Brief A.
Answer these questions from the pre-PEP post on locking single-file scripts, one per line:
(i) What file does uv lock --script <path> create?
(ii) What kind of single-file executable does Shiv produce?
(iii) Which key supported by the # /// script block does pylock.toml not support?
Brief B.
Reproduce, word for word, the part of the pre-PEP post on locking single-file scripts from "(Y’all can thank" to "the official nomenclature?)".

Pre-PEP: Locking a PEP 723 single-file script

(Y’all can thank @brettcannon (no relation))

So, are you going to propose a “lock file” comment for single-file scripts? :wink:

I’m fishing for thoughts here, then will collate them into a PEP.


Background

  • All Most of the same motivations for “why lockfiles” applies as much to a PEP 723 single-file script (is that the official nomenclature?)
  • But currently, single-file scripts aren’t easily “lockable”
    • The blog post that spurred this uses cog to “pin” the deps inline
    • uv lock --script <path> creates a (separate) <path>.lock file (not a PEP 751 lockfile, but is prior art)

This is primarily motivated by wanting to distribute single-file scripts (distribution of a single-file-runnable is something the broader ecosystem likes to focus on, because of the simplicity of distribution. Rust and Go compile down to a single binary. Pex and shiv and pyapp and PyOxidizer all attempt to do the same for Python).

  • Pex: Single-file executable (zipapp) with transitive dependencies and the bootstrapping script baked-in
  • Shiv: Single-file executable (zipapp) with transitive dependencies baked-in
  • PyApp: Single-file executable (binary) with transitive dependencies (and the bootstrapping logic) baked-in
  • PyOxidizier: Single-file executable (binary) with transitive dependencies (and the bootstrapping logic) and Python baked-in

Taking an “outside-in” approach to the same set of problems these tools attempt to solve:

uv run --script <script with locked deps>
  • :white_check_mark: Single file “executable” (especially if you use #! /usr/bin/env uv run --script
  • :cross_mark: (With this PEP: :white_check_mark:) Fully pinned transitive dependencies AKA “fully deterministic/reproducible environment”
  • :white_check_mark: Brings-its-own-Python (via uv’s Python binaries support)
  • BONUS: :white_check_mark: Supports “remote” executables (uv run --script <url>) - (it don’t get much easier than that :joy: )

As an example of this kind of simplicity in distribution, all this is missing is guaranteed reproducibility:

uv run -q --refresh https://raw.githubusercontent.com/thejcannon/joshcannon.me/refs/heads/main/scripts/claudesay.py 'Certainly!'

Things to bikeshed over

Now that that’s covered, let’s get arguin’!

First and foremost, should we try and shove this into the PEP 723 metadata block?

Right now the # /// script block supports:

  • requires-python (as does pylock.toml with the same semantics)
  • dependencies (as doesn’t pylock.toml)
  • tool (as does pylock.toml with the same semantics)

Data segment.

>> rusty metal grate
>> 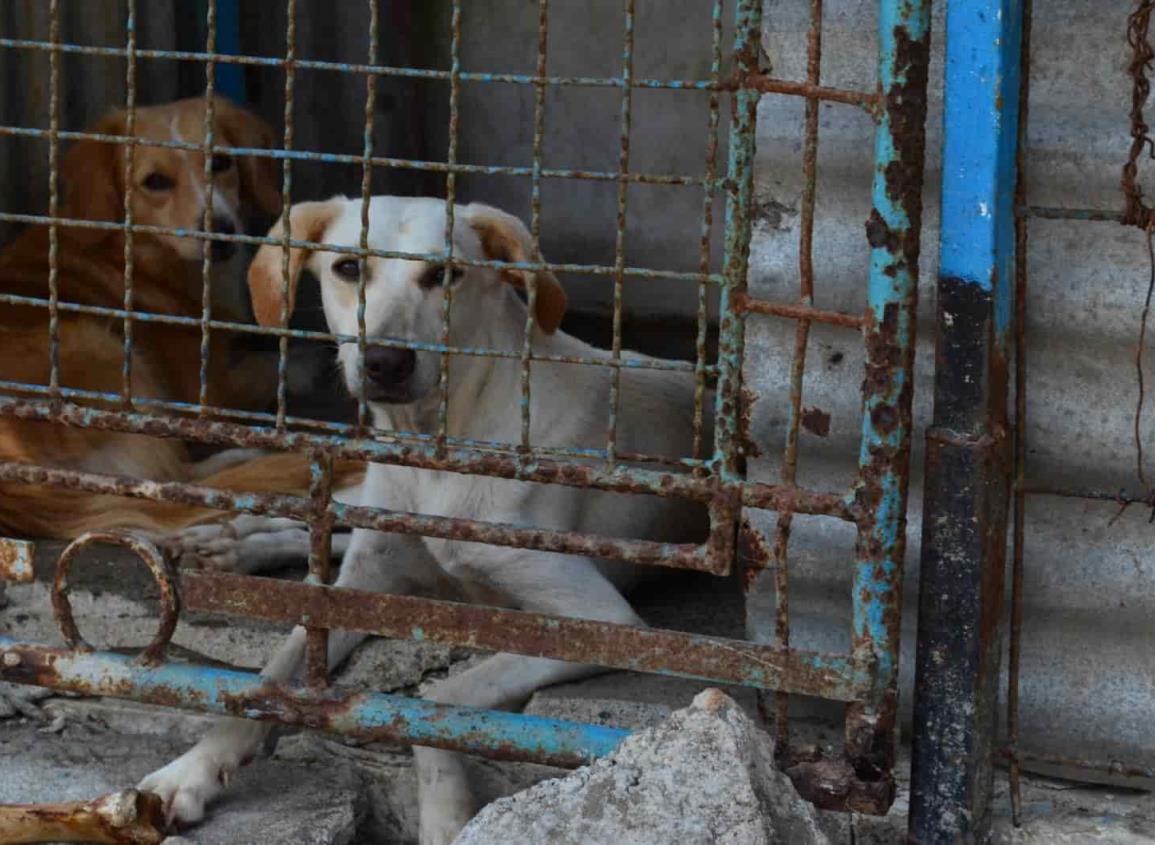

Task output A.
(i) A separate <path>.lock file, which is not a PEP 751 lockfile.
(ii) A zipapp, with transitive dependencies baked in.
(iii) dependencies

Task output B.
(Y’all can thank @brettcannon (no relation))

So, are you going to propose a “lock file” comment for single-file scripts? :wink:

I’m fishing for thoughts here, then will collate them into a PEP.


Background

  • All Most of the same motivations for “why lockfiles” applies as much to a PEP 723 single-file script (is that the official nomenclature?)